### Work required
Exercise in exact copying. Transcribe every entry that follows, word for word.

(Information begins)

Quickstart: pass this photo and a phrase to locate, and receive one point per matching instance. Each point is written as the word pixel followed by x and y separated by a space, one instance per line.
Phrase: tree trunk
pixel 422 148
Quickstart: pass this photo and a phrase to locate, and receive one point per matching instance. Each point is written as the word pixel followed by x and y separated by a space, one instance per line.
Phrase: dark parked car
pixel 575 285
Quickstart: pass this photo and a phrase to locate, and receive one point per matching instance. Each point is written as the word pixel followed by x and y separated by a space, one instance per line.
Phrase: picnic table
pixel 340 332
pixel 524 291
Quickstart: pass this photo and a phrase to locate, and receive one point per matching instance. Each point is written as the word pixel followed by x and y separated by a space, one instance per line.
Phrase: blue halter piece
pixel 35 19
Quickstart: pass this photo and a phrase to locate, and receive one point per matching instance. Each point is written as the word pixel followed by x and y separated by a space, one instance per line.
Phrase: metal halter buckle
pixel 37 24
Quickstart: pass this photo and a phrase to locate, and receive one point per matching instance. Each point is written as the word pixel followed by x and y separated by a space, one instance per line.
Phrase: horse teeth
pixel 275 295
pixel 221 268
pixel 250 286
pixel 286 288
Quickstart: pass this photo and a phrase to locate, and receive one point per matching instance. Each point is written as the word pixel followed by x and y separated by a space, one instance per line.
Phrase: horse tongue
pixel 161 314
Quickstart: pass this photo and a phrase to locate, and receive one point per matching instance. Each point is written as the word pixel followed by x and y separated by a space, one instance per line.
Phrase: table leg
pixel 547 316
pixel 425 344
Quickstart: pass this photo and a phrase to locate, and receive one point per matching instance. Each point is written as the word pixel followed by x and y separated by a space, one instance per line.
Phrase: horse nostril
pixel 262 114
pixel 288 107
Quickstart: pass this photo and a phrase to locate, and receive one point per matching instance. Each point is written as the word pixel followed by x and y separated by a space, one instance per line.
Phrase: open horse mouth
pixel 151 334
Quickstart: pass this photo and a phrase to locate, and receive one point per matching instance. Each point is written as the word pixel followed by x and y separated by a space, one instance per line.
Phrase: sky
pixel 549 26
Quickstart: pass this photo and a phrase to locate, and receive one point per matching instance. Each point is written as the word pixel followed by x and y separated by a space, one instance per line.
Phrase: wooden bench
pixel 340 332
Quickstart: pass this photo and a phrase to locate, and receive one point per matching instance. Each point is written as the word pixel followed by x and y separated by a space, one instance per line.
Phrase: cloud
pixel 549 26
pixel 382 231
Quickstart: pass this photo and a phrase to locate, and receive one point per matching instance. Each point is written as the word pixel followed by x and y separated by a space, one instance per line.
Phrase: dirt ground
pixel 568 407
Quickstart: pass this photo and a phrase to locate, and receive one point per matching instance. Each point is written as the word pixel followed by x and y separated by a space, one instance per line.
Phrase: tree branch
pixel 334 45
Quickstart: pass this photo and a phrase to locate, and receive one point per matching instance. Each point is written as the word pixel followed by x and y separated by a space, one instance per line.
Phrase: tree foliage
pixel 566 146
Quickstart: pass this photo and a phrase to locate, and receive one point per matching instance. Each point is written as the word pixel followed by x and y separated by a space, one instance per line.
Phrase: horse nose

(Information ends)

### Output for this task
Quickstart: pass this photo and a phrase to locate, and receive one point per matching instance. Each point is written as the word pixel followed by x and y separated by a space, one instance per line.
Phrase: tree trunk
pixel 422 148
Quickstart: pass this photo and a phrase to locate, and receive one point per matching instance. Each point is written as the word pixel followed by x and y separated by a space, one instance per line.
Phrase: dark parked car
pixel 575 285
Quickstart: pass this photo and a phrase to locate, and receive one point per matching instance. Each point is written as the word pixel followed by x and y separated by a space, one instance per line.
Phrase: picnic table
pixel 340 332
pixel 524 291
Quickstart: pass this photo and a phrase to locate, and receive one point per matching instance. Each point is written as the word pixel followed by x and y separated by a space, one instance per line.
Phrase: blue halter piece
pixel 35 19
Quickstart: pass this photo and a phrase to locate, and receive one point per matching instance. Each point is written as the word pixel followed by x and y separated by a space, one instance per line.
Phrase: metal halter buckle
pixel 37 24
Quickstart: pass this photo and a phrase to locate, and receive one point per matching instance. Each point is written as the word pixel followed by x and y separated by a space, one instance per line.
Phrase: horse teeth
pixel 275 295
pixel 221 268
pixel 250 286
pixel 286 288
Quickstart: pass this photo and a phrase to locate, and receive one point per matching instance. Each point is written as the word pixel followed by x and y separated by a space, one instance per line.
Phrase: horse tongue
pixel 161 314
Quickstart: pass this photo and a phrase to locate, and receive one point per matching instance. Each point is written as the word pixel followed by x and y separated by a space, one instance per line.
Phrase: table leg
pixel 547 316
pixel 425 344
Quickstart: pass this photo and a phrase to locate, and receive one point per matching instance. Each point is written as the word pixel followed by x and y separated by a space, one instance per line.
Phrase: horse nostril
pixel 262 114
pixel 288 107
Quickstart: pass this photo and a phrase to locate, and receive one point per matching instance. Each point is written as the word pixel followed by x and y separated by a space, one instance per line.
Phrase: open horse mouth
pixel 151 334
Quickstart: pass this photo and a phrase to locate, and receive one point per matching instance. Each point is written as the word pixel followed by x and y separated by a space, one instance per line.
Phrase: sky
pixel 549 26
Quickstart: pass this photo and a phrase to locate, and receive one point per matching instance. Each point is written as the word pixel followed by x and y separated by a space, one instance per line.
Phrase: wooden bench
pixel 340 332
Quickstart: pass this photo and a phrase to locate, and receive one point per matching instance. Each point is written as the word pixel followed by x and y separated by a space, one instance per line.
Phrase: cloud
pixel 549 26
pixel 382 231
Quickstart: pass this photo and a phrase to locate, and receive one point per matching instance. Each point is written as the word pixel followed by x and y separated by a space, one instance per line.
Phrase: dirt ground
pixel 568 407
Quickstart: pass this photo and a phrase to locate, and receive one point per matching instance. Each point is written as the word pixel followed by x and y separated by a space, one instance per line.
Phrase: tree branch
pixel 334 45
Quickstart: pass this photo and a phrase to locate, and receive one point per matching instance. Each point is written as the word pixel followed by x and y separated by a space, one instance per line.
Phrase: tree foliage
pixel 566 146
Quickstart: pass this photo and a phrase to locate, and receive one point per matching instance. Each point is written as the word pixel followed by x and y separated by a space, one instance per line.
Phrase: horse nose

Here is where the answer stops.